- What this task involves
Copy out each of the lines below word for word, without changing anything.
-- -- --
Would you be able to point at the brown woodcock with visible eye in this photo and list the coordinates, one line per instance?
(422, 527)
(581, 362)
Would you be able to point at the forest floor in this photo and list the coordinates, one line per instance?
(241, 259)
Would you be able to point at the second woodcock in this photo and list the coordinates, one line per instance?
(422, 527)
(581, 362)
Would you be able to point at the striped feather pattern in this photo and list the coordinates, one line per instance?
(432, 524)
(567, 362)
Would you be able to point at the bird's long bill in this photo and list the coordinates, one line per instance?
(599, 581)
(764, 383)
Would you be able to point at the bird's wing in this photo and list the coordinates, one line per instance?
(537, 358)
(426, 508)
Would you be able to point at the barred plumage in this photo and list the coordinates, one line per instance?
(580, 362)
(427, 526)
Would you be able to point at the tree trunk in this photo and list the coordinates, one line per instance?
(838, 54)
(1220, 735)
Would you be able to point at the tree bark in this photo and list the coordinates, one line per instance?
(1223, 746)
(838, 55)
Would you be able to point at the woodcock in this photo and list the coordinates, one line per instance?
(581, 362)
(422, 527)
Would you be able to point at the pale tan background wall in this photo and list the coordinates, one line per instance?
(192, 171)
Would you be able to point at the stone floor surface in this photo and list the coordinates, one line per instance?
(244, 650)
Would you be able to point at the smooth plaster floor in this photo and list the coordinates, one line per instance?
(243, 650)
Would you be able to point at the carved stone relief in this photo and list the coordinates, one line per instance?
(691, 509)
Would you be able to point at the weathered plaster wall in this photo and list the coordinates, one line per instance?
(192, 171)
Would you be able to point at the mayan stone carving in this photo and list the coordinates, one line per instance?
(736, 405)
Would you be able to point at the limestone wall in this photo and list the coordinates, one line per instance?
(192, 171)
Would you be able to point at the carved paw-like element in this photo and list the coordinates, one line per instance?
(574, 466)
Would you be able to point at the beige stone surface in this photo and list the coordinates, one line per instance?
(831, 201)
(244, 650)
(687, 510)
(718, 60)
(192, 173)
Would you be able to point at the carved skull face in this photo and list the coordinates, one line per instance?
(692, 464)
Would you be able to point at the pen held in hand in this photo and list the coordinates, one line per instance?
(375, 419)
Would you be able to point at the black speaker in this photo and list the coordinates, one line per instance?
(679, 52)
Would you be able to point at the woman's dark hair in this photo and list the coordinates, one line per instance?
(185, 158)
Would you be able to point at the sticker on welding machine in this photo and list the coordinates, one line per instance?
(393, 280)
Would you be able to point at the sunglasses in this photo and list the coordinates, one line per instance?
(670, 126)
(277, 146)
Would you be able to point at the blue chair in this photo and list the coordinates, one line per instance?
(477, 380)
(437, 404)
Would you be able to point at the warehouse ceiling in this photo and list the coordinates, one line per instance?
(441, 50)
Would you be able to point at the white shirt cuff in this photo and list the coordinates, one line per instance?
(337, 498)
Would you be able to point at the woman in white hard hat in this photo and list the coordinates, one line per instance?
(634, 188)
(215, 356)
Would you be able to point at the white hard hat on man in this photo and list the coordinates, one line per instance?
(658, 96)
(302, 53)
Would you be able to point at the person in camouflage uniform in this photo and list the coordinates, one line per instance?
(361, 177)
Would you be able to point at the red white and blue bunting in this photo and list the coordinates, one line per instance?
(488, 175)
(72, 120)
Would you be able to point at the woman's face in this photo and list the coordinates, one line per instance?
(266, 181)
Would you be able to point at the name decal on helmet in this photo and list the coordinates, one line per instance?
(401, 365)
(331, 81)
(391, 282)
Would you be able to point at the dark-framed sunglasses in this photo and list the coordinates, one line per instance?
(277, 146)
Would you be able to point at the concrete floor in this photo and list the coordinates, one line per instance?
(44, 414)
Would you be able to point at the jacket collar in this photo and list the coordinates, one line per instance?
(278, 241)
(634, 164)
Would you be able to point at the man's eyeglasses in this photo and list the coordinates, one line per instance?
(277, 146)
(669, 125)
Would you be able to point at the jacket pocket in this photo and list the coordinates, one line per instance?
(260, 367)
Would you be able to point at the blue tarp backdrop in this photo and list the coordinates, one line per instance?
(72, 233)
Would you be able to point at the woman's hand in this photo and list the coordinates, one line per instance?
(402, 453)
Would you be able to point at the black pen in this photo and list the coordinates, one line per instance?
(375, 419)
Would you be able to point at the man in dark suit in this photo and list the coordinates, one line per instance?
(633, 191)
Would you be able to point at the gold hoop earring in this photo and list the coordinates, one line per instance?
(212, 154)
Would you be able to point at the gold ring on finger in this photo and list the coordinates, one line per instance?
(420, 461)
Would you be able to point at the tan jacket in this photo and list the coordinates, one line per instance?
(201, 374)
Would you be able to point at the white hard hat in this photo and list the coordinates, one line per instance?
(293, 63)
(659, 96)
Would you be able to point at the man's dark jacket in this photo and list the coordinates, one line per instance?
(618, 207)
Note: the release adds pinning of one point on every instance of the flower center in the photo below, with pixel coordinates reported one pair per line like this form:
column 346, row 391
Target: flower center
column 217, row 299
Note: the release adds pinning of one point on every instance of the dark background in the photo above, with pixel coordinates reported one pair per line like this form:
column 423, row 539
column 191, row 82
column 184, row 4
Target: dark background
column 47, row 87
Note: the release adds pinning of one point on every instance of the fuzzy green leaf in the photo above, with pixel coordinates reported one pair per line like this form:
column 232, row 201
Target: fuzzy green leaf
-- -- --
- Response
Would you be able to point at the brown woodcock with visible eye in this photo and list the coordinates, one line per instance?
(422, 527)
(581, 362)
Would you be able to point at the forest floor in this photo and list the coordinates, one line per instance?
(241, 259)
Would you be able to point at the second woodcock in this photo and list the coordinates, one line per instance?
(422, 527)
(581, 362)
Would you be able to point at the striped feather pattern in this photo and list the coordinates, one line per instance?
(432, 524)
(567, 362)
Would you be able to point at the bird's long bill in this photo and list the coordinates, one line per instance?
(599, 581)
(764, 383)
Would you be able to point at the bird's wing in this photo and list the coordinates, one line per instance?
(537, 358)
(426, 508)
Would you be able to point at the barred plumage in this photo and list the coordinates, one line per instance?
(580, 362)
(427, 526)
Would you be able to point at the tree trunk in this photo and list the coordinates, one line per instance?
(838, 54)
(1220, 735)
Would you be able to point at the tree bark in this photo and list the coordinates, one line per instance?
(1223, 746)
(838, 55)
Would you be able to point at the woodcock in this photo and list the coordinates, one line per instance?
(581, 362)
(422, 527)
Would you be able to point at the pale tan background wall in this photo and list the coordinates, one line per instance?
(192, 171)
Would you be able to point at the stone floor surface in this photo and list the coordinates, one line per instance?
(244, 650)
Would you be able to point at the smooth plaster floor in this photo and list the coordinates, one line per instance?
(243, 650)
Would you be able to point at the carved stone relief in this photo and list the coordinates, one line per instance?
(691, 509)
Would you be able to point at the weathered plaster wall in this photo and list the coordinates, one line per instance?
(192, 171)
Would you be able to point at the mayan stone carving in this photo and list the coordinates, one line per instance?
(736, 405)
Would you be able to point at the limestone wall in this photo and list the coordinates, one line per instance?
(192, 171)
Would you be able to point at the carved paw-like element in this photo and list the coordinates, one line per instance?
(574, 466)
Would you be able to point at the beige stone surface in this photo and list the coordinates, one line per instance?
(831, 201)
(244, 650)
(687, 510)
(718, 60)
(192, 173)
Would you be able to point at the carved skull face in this photo and list the coordinates, one line per instance?
(692, 464)
Would you be able to point at the pen held in hand in this photo and list the coordinates, one line per instance?
(375, 419)
Would you be able to point at the black speaker in this photo and list the coordinates, one line per instance?
(679, 52)
Would you be able to point at the woman's dark hair in this photo and list the coordinates, one line per instance?
(185, 158)
Would you be able to point at the sticker on welding machine in this photo and list the coordinates, one line per instance?
(393, 280)
Would you be able to point at the sunglasses in this photo and list the coordinates, one line per instance?
(670, 126)
(277, 146)
Would you be able to point at the blue chair in this photo and list the coordinates, one line per instance?
(477, 380)
(437, 404)
Would you be able to point at the warehouse ceiling in this photo and list the coordinates, one line per instance?
(441, 50)
Would you be able to point at the white shirt cuff in this photo and list the coordinates, one line per instance?
(337, 498)
Would you be able to point at the woman in white hard hat in this photo and list the coordinates, one line per instance?
(634, 188)
(215, 356)
Would you be able to point at the white hard hat on man in this photo and list the coordinates, one line per instance?
(658, 96)
(302, 53)
Would you be able to point at the person in camouflage uniform in this photo and list the coordinates, one line per instance?
(361, 177)
Would you be able to point at the red white and blue bunting in this photo and list the coordinates, one line per instance?
(488, 175)
(72, 120)
Would you be able to point at the woman's face in this photo and list the coordinates, one line per instance?
(266, 181)
Would you be able to point at the name decal on helmet in this photo and list the coordinates, one line per instance?
(401, 365)
(331, 81)
(391, 282)
Would you be able to point at the dark-framed sunglasses in this photo and list the coordinates, one line per instance?
(277, 146)
Would you be able to point at the concrete floor in this photo and list the coordinates, one line per instance?
(44, 414)
Would you be able to point at the jacket collar in this photo and list the coordinates, one line per instance?
(278, 241)
(634, 164)
Would you be able to point at the man's eyeglasses in this photo and list the coordinates, one line per instance?
(277, 146)
(669, 125)
Would you be able to point at the jacket pocket in this photo and list the coordinates, one line per instance?
(260, 367)
Would you be able to point at the blue tarp backdrop in this photo and list the coordinates, one line per instance?
(72, 233)
Would you be able to point at the woman's hand in this photo and list the coordinates, one line per instance?
(402, 453)
Would you be able to point at the black pen in this photo and list the coordinates, one line per instance?
(375, 419)
Would you be able to point at the man in dark suit in this photo and list the coordinates, one line per instance?
(633, 191)
Would you be able to point at the gold hoop earring in this photo and list the coordinates, one line per instance?
(212, 154)
Would you be able to point at the gold ring on finger in this photo and list the coordinates, one line per instance?
(420, 461)
Would you be able to point at the tan jacket in this photo and list the coordinates, one line per instance?
(201, 374)
Would you be able to point at the white hard hat in this photo and list the coordinates, one line per instance?
(293, 63)
(659, 96)
Would you be able to point at the man's dark jacket in this photo and list the coordinates, one line per instance?
(618, 207)
Note: the release adds pinning of one point on every instance of the flower center in the photo below, with pixel coordinates reported one pair per line like this form:
column 346, row 391
Target: flower center
column 217, row 299
Note: the release adds pinning of one point on every instance of the dark background in the photo above, with pixel coordinates reported one pair per line like this form:
column 423, row 539
column 191, row 82
column 184, row 4
Target: dark background
column 47, row 87
Note: the release adds pinning of one point on every instance of the fuzzy green leaf in the photo above, with pixel coordinates reported one pair per line like this form:
column 232, row 201
Target: fuzzy green leaf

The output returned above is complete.